------ Gegeven fragment

In deze zaak heeft het Gerechtshof Den Haag op 31 oktober 2017 uitspraak gedaan in een hoger beroep kort geding, waarin de man, de biologische vader van een minderjarige, een straat- en contactverbod aanvecht dat door de voorzieningenrechter van de rechtbank Rotterdam was opgelegd. De man, die een fors strafrechtelijk verleden heeft, was in hoger beroep gekomen van het vonnis van 15 maart 2017, waarin de vrouw, de moeder van de minderjarige, als eiseres was opgetreden. De man had in eerste aanleg verzocht om een omgangsregeling, maar de vrouw had een kort geding aangespannen om een contactverbod en straatverbod op te leggen, wat leidde tot het bestreden vonnis.

------------
------ Vermelde rijen

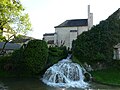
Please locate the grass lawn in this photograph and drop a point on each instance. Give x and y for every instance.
(109, 76)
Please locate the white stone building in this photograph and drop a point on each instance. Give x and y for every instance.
(68, 31)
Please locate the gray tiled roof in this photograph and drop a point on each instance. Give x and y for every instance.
(10, 46)
(74, 22)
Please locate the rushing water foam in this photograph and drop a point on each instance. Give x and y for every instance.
(65, 74)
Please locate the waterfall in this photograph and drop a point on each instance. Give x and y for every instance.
(65, 74)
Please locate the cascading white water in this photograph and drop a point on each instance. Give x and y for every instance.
(65, 74)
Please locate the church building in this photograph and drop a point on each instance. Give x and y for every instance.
(68, 31)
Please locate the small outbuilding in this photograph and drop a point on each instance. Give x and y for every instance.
(9, 47)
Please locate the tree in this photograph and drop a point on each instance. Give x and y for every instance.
(97, 44)
(13, 19)
(36, 55)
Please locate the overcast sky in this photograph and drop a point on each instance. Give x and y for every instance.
(45, 14)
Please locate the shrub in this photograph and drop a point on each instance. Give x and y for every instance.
(35, 55)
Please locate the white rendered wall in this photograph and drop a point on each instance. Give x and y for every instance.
(47, 38)
(82, 29)
(63, 35)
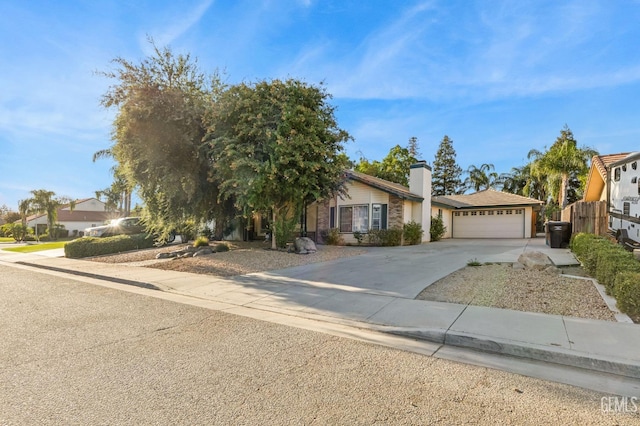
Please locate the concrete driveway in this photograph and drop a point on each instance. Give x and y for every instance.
(406, 271)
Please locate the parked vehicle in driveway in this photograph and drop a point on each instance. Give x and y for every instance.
(121, 226)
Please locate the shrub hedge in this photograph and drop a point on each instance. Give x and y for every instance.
(412, 233)
(385, 237)
(91, 246)
(613, 267)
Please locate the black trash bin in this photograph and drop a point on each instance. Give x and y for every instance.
(558, 234)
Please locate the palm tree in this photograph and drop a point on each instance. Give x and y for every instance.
(483, 177)
(561, 162)
(43, 202)
(24, 208)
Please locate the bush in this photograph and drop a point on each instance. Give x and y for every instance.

------------

__Opdracht 1__.
Op welke datum deed het Gerechtshof Den Haag volgens het fragment uitspraak in deze zaak?
__Opdracht 2__.
Som alle personen op die het fragment noemt, elk met de aanduiding die het fragment gebruikt.
Baseer je uitsluitend op het fragment.

__Antwoord 1__.
Op 31 oktober 2017.

__Antwoord 2__.
De man (de biologische vader), de vrouw (de moeder), de minderjarige en de voorzieningenrechter.